(Image-grounded pointing data)
┌────────

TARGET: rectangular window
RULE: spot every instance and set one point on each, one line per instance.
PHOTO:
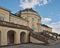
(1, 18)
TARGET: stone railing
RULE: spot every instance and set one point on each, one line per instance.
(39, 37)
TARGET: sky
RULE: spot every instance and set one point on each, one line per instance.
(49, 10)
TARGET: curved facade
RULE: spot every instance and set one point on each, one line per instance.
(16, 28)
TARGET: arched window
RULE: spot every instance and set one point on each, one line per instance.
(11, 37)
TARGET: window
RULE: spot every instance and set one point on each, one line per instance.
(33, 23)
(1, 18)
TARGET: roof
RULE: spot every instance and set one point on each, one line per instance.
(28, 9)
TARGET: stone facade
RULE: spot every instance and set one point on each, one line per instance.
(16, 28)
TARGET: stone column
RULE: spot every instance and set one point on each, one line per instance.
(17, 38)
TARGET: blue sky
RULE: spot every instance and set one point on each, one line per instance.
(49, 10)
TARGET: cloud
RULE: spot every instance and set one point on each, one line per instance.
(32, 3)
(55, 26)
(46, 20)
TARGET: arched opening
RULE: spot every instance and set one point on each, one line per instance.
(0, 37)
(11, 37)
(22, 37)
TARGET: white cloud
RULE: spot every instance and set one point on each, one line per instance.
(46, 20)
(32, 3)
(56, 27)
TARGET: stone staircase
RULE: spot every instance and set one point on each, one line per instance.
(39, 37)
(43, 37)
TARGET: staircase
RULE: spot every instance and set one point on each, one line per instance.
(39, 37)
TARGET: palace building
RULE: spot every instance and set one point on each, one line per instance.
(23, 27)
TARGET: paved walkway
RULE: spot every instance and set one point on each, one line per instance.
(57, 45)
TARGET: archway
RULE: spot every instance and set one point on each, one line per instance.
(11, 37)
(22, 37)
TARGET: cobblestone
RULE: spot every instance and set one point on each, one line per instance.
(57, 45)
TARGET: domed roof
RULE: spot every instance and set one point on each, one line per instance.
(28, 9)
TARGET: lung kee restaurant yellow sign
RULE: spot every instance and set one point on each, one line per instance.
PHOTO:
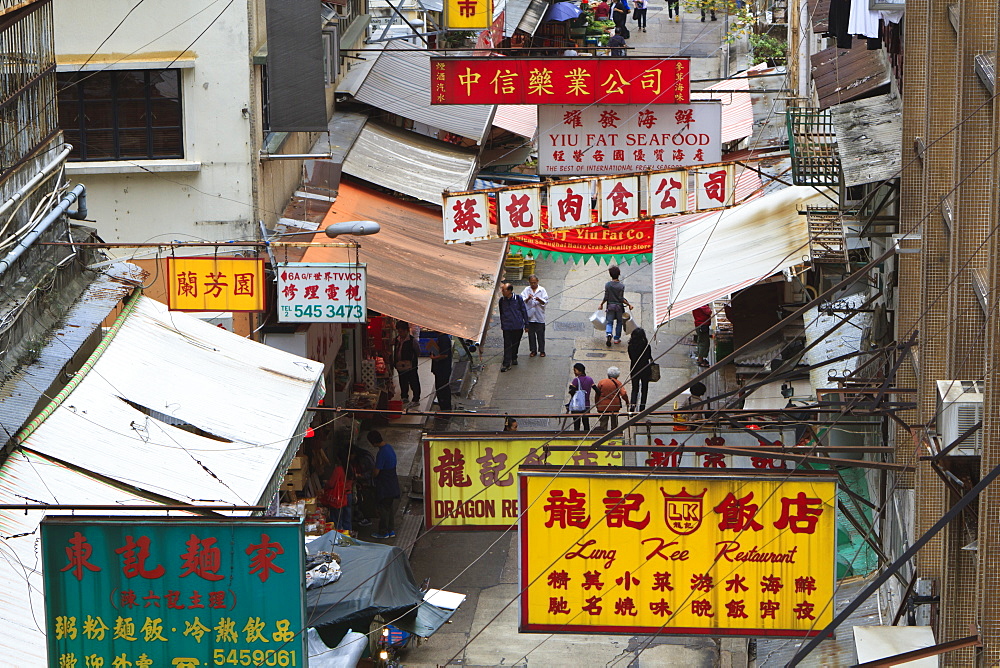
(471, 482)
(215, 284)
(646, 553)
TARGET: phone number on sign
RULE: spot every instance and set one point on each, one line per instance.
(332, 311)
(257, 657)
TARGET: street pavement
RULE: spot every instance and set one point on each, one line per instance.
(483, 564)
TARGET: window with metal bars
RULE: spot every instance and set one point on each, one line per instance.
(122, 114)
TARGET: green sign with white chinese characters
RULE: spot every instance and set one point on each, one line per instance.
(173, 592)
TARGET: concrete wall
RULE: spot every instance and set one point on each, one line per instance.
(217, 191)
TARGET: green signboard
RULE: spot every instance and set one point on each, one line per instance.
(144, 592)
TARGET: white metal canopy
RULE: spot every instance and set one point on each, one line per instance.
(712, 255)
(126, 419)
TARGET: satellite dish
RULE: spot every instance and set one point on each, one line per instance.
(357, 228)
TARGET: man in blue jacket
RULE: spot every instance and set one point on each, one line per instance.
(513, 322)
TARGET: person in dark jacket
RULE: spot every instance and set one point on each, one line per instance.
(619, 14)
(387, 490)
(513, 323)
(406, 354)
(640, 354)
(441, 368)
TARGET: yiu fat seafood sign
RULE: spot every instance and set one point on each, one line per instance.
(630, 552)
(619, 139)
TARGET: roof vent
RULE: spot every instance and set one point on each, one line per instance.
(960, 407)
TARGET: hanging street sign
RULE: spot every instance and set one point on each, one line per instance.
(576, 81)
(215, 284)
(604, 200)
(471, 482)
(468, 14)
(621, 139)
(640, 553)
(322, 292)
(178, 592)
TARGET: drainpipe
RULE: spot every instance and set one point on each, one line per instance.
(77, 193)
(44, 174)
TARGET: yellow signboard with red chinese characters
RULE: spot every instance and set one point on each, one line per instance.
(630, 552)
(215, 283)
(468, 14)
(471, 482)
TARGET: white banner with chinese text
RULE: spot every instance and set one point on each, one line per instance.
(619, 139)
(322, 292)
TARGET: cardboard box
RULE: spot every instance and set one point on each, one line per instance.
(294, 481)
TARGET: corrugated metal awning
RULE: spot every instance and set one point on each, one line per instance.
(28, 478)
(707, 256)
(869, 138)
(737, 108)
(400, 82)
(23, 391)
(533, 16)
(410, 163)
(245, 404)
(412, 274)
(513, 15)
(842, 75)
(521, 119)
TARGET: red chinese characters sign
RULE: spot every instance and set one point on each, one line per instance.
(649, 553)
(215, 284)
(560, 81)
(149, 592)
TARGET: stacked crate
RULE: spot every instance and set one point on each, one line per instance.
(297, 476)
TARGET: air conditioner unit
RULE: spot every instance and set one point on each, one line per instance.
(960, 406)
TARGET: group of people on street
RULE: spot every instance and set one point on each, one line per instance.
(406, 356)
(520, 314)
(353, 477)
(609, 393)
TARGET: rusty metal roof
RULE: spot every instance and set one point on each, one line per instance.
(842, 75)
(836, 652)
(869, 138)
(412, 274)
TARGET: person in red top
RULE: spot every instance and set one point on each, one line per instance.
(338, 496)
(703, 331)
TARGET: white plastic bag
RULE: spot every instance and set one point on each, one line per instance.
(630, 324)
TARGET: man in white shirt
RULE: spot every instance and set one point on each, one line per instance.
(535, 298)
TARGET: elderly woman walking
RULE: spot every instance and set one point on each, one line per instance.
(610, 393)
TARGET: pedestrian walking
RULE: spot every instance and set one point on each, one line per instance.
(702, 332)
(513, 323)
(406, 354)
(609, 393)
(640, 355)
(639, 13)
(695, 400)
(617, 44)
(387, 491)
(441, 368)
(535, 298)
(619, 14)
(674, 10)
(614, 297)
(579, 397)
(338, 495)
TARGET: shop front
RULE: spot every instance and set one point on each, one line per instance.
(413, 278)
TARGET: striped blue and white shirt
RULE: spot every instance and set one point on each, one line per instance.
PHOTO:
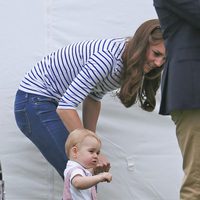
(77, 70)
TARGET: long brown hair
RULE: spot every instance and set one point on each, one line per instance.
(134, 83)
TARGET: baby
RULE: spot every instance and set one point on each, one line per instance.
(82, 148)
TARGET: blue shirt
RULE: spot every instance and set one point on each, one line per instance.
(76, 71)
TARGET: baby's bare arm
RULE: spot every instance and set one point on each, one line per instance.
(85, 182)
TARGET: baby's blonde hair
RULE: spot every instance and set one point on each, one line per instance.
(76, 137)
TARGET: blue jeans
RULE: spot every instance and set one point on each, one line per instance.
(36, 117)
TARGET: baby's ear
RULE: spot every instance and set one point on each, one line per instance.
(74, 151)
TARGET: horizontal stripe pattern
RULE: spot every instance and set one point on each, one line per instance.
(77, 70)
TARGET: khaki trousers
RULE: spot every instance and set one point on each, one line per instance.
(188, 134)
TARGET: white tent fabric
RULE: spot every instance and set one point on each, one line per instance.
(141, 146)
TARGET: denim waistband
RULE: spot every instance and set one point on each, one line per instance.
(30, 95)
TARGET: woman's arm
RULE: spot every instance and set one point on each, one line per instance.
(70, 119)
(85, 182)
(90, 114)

└────────

- [DESCRIPTION OF THE TASK] Give only the lines from the one holding "TARGET: phone number on sign" through the one holding "TARGET: concrete wall", each restated exactly as it appears above.

- [ANSWER BOX]
TARGET: phone number on sign
RULE: spot every instance and set one point on each, one line per instance.
(332, 311)
(257, 657)
TARGET: street pavement
RULE: spot every instance and set one point on each, one line per instance.
(483, 564)
TARGET: window with metal bars
RULE: spot every instance and set one point on each, one line per instance.
(122, 114)
TARGET: green sign with white chinese characters
RULE: spot every instance and set one point on each, one line per instance.
(173, 592)
TARGET: concrete wall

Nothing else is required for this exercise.